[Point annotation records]
=====
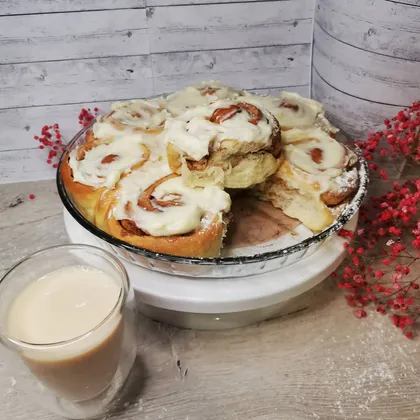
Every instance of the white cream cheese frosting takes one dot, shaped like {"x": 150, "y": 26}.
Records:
{"x": 200, "y": 94}
{"x": 194, "y": 133}
{"x": 133, "y": 116}
{"x": 103, "y": 165}
{"x": 317, "y": 159}
{"x": 193, "y": 204}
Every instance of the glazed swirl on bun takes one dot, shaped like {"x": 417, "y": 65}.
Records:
{"x": 158, "y": 173}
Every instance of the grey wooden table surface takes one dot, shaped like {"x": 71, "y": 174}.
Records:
{"x": 316, "y": 362}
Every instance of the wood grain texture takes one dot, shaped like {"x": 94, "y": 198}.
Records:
{"x": 248, "y": 68}
{"x": 26, "y": 165}
{"x": 238, "y": 25}
{"x": 355, "y": 116}
{"x": 21, "y": 124}
{"x": 189, "y": 2}
{"x": 365, "y": 60}
{"x": 64, "y": 82}
{"x": 61, "y": 36}
{"x": 23, "y": 7}
{"x": 303, "y": 90}
{"x": 385, "y": 27}
{"x": 321, "y": 363}
{"x": 369, "y": 76}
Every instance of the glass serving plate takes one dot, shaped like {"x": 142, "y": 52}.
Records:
{"x": 241, "y": 262}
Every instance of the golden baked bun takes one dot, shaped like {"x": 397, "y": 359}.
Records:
{"x": 232, "y": 144}
{"x": 95, "y": 166}
{"x": 317, "y": 173}
{"x": 151, "y": 208}
{"x": 135, "y": 116}
{"x": 153, "y": 173}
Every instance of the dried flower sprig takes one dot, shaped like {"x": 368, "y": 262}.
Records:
{"x": 390, "y": 224}
{"x": 51, "y": 138}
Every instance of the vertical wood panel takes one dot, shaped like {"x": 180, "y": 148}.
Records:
{"x": 366, "y": 60}
{"x": 367, "y": 75}
{"x": 393, "y": 29}
{"x": 249, "y": 68}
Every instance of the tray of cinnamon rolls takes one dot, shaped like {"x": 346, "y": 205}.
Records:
{"x": 212, "y": 181}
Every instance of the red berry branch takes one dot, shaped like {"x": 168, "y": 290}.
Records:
{"x": 51, "y": 137}
{"x": 383, "y": 264}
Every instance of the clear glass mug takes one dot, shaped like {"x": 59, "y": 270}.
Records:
{"x": 74, "y": 383}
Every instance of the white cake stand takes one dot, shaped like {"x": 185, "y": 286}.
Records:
{"x": 209, "y": 304}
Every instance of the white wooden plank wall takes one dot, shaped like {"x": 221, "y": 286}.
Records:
{"x": 57, "y": 56}
{"x": 366, "y": 60}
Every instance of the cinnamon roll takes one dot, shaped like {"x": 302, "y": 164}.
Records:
{"x": 153, "y": 173}
{"x": 136, "y": 116}
{"x": 232, "y": 144}
{"x": 317, "y": 174}
{"x": 200, "y": 94}
{"x": 90, "y": 169}
{"x": 293, "y": 111}
{"x": 151, "y": 208}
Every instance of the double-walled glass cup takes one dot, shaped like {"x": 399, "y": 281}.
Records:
{"x": 81, "y": 377}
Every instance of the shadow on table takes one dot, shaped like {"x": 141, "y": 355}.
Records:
{"x": 132, "y": 390}
{"x": 314, "y": 299}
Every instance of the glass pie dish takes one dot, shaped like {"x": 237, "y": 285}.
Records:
{"x": 244, "y": 261}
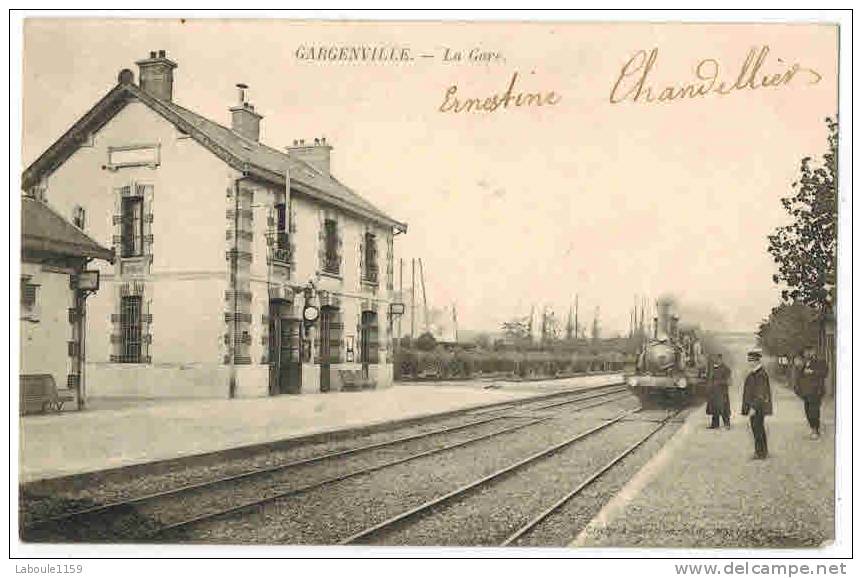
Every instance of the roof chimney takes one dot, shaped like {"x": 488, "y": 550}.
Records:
{"x": 317, "y": 154}
{"x": 244, "y": 120}
{"x": 156, "y": 75}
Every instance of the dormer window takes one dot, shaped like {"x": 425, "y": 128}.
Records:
{"x": 79, "y": 217}
{"x": 132, "y": 234}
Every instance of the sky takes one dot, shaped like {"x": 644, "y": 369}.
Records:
{"x": 524, "y": 205}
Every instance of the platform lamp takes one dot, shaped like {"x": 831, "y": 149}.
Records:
{"x": 396, "y": 310}
{"x": 85, "y": 283}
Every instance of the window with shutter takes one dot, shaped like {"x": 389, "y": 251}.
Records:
{"x": 331, "y": 257}
{"x": 132, "y": 226}
{"x": 370, "y": 273}
{"x": 79, "y": 217}
{"x": 131, "y": 340}
{"x": 29, "y": 299}
{"x": 281, "y": 251}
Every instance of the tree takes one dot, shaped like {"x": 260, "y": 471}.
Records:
{"x": 483, "y": 341}
{"x": 789, "y": 329}
{"x": 426, "y": 342}
{"x": 805, "y": 250}
{"x": 517, "y": 330}
{"x": 550, "y": 326}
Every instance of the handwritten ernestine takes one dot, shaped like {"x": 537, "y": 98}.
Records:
{"x": 633, "y": 84}
{"x": 510, "y": 98}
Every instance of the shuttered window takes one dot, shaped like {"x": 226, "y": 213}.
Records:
{"x": 370, "y": 274}
{"x": 132, "y": 231}
{"x": 282, "y": 241}
{"x": 332, "y": 330}
{"x": 332, "y": 260}
{"x": 28, "y": 296}
{"x": 130, "y": 329}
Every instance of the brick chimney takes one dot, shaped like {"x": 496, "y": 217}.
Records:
{"x": 316, "y": 154}
{"x": 244, "y": 120}
{"x": 156, "y": 75}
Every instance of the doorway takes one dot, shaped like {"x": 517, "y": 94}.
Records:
{"x": 285, "y": 368}
{"x": 369, "y": 344}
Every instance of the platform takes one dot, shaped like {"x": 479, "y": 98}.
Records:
{"x": 115, "y": 433}
{"x": 704, "y": 490}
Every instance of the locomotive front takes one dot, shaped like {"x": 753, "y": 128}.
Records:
{"x": 660, "y": 370}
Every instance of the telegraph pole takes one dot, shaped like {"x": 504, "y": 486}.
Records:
{"x": 412, "y": 300}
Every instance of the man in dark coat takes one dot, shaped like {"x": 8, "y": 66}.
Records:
{"x": 810, "y": 385}
{"x": 718, "y": 400}
{"x": 757, "y": 400}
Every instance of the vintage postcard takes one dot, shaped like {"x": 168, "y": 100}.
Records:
{"x": 507, "y": 284}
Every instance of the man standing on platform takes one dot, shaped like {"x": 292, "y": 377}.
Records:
{"x": 718, "y": 400}
{"x": 810, "y": 385}
{"x": 757, "y": 400}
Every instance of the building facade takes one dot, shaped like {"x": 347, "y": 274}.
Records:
{"x": 54, "y": 255}
{"x": 222, "y": 244}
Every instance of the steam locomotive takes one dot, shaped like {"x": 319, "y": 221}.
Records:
{"x": 672, "y": 363}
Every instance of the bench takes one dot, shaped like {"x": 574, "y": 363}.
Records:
{"x": 353, "y": 380}
{"x": 39, "y": 394}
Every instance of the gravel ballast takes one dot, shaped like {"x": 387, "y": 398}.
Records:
{"x": 329, "y": 514}
{"x": 40, "y": 503}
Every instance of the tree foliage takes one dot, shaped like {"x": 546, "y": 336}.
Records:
{"x": 517, "y": 330}
{"x": 790, "y": 328}
{"x": 805, "y": 249}
{"x": 426, "y": 342}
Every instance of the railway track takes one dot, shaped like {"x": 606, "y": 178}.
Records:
{"x": 534, "y": 523}
{"x": 148, "y": 516}
{"x": 377, "y": 533}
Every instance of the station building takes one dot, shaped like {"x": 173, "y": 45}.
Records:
{"x": 222, "y": 243}
{"x": 55, "y": 255}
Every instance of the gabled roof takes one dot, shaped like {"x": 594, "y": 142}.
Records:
{"x": 44, "y": 230}
{"x": 254, "y": 158}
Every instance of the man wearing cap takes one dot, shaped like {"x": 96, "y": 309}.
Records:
{"x": 718, "y": 400}
{"x": 757, "y": 400}
{"x": 810, "y": 385}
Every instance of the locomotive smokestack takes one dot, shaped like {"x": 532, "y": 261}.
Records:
{"x": 664, "y": 327}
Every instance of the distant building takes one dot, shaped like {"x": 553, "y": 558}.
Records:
{"x": 54, "y": 253}
{"x": 221, "y": 243}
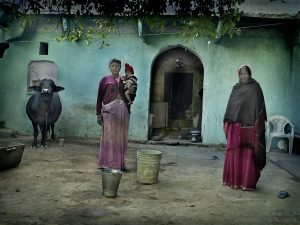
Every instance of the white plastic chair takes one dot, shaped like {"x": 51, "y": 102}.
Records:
{"x": 281, "y": 127}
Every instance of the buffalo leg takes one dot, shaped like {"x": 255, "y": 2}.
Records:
{"x": 35, "y": 134}
{"x": 52, "y": 132}
{"x": 44, "y": 133}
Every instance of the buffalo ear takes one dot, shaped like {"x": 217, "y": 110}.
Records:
{"x": 35, "y": 88}
{"x": 59, "y": 88}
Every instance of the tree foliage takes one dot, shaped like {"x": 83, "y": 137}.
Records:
{"x": 196, "y": 17}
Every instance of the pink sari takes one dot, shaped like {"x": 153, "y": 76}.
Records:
{"x": 240, "y": 170}
{"x": 113, "y": 145}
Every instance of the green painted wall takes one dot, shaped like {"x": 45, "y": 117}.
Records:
{"x": 80, "y": 68}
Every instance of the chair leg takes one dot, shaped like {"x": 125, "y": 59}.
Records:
{"x": 269, "y": 141}
{"x": 291, "y": 145}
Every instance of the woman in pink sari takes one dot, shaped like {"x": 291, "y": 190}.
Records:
{"x": 113, "y": 115}
{"x": 244, "y": 127}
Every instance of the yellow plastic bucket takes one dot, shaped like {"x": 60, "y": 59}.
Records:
{"x": 148, "y": 164}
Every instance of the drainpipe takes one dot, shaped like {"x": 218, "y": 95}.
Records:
{"x": 140, "y": 29}
{"x": 218, "y": 32}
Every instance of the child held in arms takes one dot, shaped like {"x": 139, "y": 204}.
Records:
{"x": 130, "y": 84}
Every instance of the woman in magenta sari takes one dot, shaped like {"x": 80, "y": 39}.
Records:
{"x": 113, "y": 116}
{"x": 244, "y": 127}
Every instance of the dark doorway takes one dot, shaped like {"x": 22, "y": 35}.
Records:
{"x": 178, "y": 91}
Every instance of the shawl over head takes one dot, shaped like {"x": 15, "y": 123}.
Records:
{"x": 246, "y": 106}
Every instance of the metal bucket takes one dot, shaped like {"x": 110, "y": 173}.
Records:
{"x": 148, "y": 163}
{"x": 110, "y": 182}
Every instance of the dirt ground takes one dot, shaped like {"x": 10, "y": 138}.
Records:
{"x": 61, "y": 185}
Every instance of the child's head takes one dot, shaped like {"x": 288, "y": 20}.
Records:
{"x": 128, "y": 69}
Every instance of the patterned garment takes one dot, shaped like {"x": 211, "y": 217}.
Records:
{"x": 114, "y": 138}
{"x": 240, "y": 170}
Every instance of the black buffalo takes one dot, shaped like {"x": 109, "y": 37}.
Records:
{"x": 43, "y": 109}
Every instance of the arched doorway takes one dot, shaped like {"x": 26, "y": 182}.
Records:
{"x": 176, "y": 93}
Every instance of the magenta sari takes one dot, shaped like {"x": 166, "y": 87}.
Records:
{"x": 115, "y": 113}
{"x": 240, "y": 170}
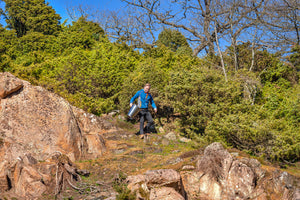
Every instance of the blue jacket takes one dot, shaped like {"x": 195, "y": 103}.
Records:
{"x": 145, "y": 99}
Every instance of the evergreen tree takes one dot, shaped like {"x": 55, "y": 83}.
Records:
{"x": 31, "y": 16}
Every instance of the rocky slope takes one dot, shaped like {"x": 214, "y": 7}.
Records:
{"x": 50, "y": 149}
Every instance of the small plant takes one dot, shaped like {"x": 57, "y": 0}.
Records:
{"x": 120, "y": 187}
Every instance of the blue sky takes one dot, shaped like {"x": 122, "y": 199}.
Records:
{"x": 60, "y": 6}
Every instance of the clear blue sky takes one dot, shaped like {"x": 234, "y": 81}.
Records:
{"x": 60, "y": 6}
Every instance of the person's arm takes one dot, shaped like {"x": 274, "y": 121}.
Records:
{"x": 133, "y": 98}
{"x": 153, "y": 104}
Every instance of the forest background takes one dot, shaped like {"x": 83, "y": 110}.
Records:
{"x": 224, "y": 71}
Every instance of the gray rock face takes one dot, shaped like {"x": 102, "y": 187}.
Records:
{"x": 37, "y": 123}
{"x": 165, "y": 193}
{"x": 218, "y": 176}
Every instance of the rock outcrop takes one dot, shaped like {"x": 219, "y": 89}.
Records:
{"x": 217, "y": 176}
{"x": 36, "y": 122}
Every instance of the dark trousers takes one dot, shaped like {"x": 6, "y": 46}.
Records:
{"x": 144, "y": 113}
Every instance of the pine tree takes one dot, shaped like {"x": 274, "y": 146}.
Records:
{"x": 31, "y": 16}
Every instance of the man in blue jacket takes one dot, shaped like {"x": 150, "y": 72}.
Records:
{"x": 144, "y": 97}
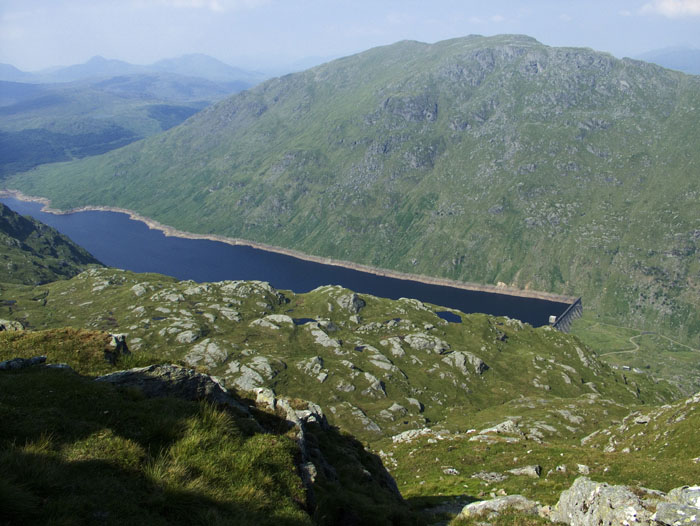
=====
- **Required work**: Could you copy the lines from the one containing "Every instance of the person's" through the end of the records, leaving out any pictures?

- **Solution for this problem**:
Every instance of the person's arm takes one dot, shaped like {"x": 274, "y": 121}.
Records:
{"x": 133, "y": 98}
{"x": 153, "y": 104}
Every instance of the forest background takes one dot, shaped like {"x": 83, "y": 110}.
Records:
{"x": 224, "y": 71}
Every instance of the gray rock face takes one dot, shaped like {"x": 102, "y": 187}.
Records:
{"x": 37, "y": 123}
{"x": 165, "y": 193}
{"x": 218, "y": 176}
Every instance of the rock outcrop takes one dot, shaped like {"x": 219, "y": 89}.
Records:
{"x": 217, "y": 176}
{"x": 36, "y": 122}
Every instance of the dark trousers takes one dot, shaped like {"x": 6, "y": 46}.
Records:
{"x": 144, "y": 113}
Every instance of the pine tree takes one dot, shaped like {"x": 274, "y": 146}.
Records:
{"x": 31, "y": 16}
Every instance of the man in blue jacket takes one dot, shaped like {"x": 150, "y": 72}.
Records:
{"x": 144, "y": 97}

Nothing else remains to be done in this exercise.